Objective:
Pull out everything from the start of the records down to the line containing "M 122 1 L 122", that line included, and reproduce it word for word with the pictures left out.

Material:
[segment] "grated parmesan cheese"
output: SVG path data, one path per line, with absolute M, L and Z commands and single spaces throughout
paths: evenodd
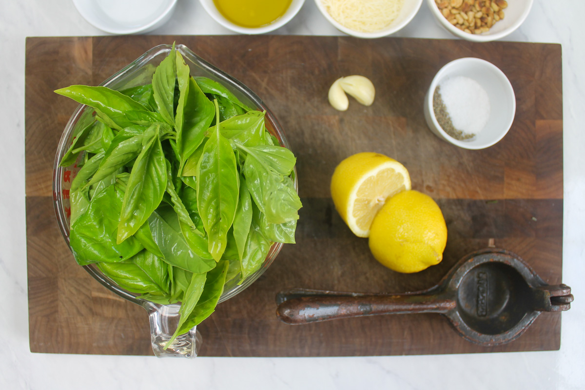
M 362 33 L 386 28 L 400 13 L 404 0 L 321 0 L 325 9 L 342 26 Z

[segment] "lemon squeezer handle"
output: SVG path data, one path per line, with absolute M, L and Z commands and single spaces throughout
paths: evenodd
M 291 325 L 383 314 L 446 313 L 457 305 L 438 291 L 390 295 L 303 289 L 281 292 L 277 303 L 277 316 Z

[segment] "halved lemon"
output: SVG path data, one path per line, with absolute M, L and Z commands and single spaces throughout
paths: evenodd
M 331 178 L 335 208 L 358 237 L 369 236 L 374 217 L 387 199 L 410 189 L 410 176 L 402 164 L 371 152 L 347 157 Z

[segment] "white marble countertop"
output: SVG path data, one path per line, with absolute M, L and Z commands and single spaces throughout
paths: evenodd
M 122 1 L 122 0 L 121 0 Z M 513 0 L 511 0 L 513 1 Z M 360 358 L 194 360 L 33 354 L 29 348 L 25 214 L 25 38 L 104 34 L 71 0 L 6 0 L 0 10 L 0 388 L 161 388 L 181 372 L 184 388 L 585 388 L 585 2 L 536 0 L 510 41 L 562 44 L 564 225 L 563 282 L 576 300 L 562 316 L 559 351 Z M 179 0 L 153 34 L 230 34 L 196 0 Z M 341 35 L 307 0 L 276 34 Z M 423 4 L 396 36 L 452 39 Z M 6 169 L 6 167 L 10 168 Z

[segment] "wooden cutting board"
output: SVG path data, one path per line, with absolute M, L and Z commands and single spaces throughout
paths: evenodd
M 557 350 L 560 314 L 545 313 L 517 340 L 472 344 L 436 314 L 349 319 L 291 326 L 275 315 L 289 288 L 401 292 L 437 283 L 463 256 L 497 247 L 523 257 L 548 283 L 561 282 L 563 125 L 558 44 L 301 36 L 28 38 L 26 175 L 30 350 L 152 354 L 146 313 L 78 266 L 61 236 L 51 177 L 57 142 L 77 104 L 53 92 L 97 85 L 151 47 L 183 43 L 242 81 L 274 112 L 298 157 L 304 207 L 297 244 L 285 245 L 252 287 L 221 304 L 198 327 L 208 356 L 356 356 Z M 516 93 L 508 134 L 483 150 L 440 140 L 428 129 L 423 98 L 439 69 L 462 57 L 501 69 Z M 362 74 L 376 101 L 339 112 L 327 101 L 339 77 Z M 494 113 L 497 115 L 497 113 Z M 378 264 L 352 235 L 330 198 L 336 164 L 377 151 L 402 162 L 413 189 L 435 198 L 448 241 L 438 265 L 414 275 Z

Exercise response:
[segment] "grated parmesan cheese"
output: SVG path data, one path per line, with absolute M, L and Z commands and single spaces throughout
paths: evenodd
M 362 33 L 386 28 L 400 13 L 404 0 L 321 0 L 325 9 L 342 26 Z

[segment] "lemon squeezer handle"
output: SVG path data, one path per line, with absolute M, L and Z commands and single spaces throughout
paths: evenodd
M 291 325 L 383 314 L 446 313 L 457 305 L 438 291 L 390 295 L 303 289 L 281 292 L 277 303 L 277 316 Z

[segment] "halved lemon"
output: SVG path data, one path per line, with absolute M, L and Z commands and single spaces throughout
paths: evenodd
M 331 178 L 335 208 L 358 237 L 369 236 L 374 217 L 387 199 L 410 189 L 410 176 L 402 164 L 371 152 L 347 157 Z

[segment] "white marble countertop"
output: SVG path data, one path per line, with absolute M, L and Z commands and single spaces throughout
paths: evenodd
M 122 1 L 122 0 L 121 0 Z M 513 0 L 511 0 L 513 1 Z M 360 358 L 194 360 L 33 354 L 29 348 L 25 214 L 25 38 L 104 34 L 71 0 L 6 0 L 0 10 L 0 388 L 161 388 L 181 372 L 184 388 L 585 388 L 585 2 L 536 0 L 510 41 L 562 44 L 564 225 L 563 282 L 576 300 L 562 316 L 559 351 Z M 179 0 L 153 34 L 230 34 L 196 0 Z M 341 35 L 307 0 L 276 34 Z M 423 4 L 396 36 L 452 39 Z M 6 169 L 6 167 L 10 168 Z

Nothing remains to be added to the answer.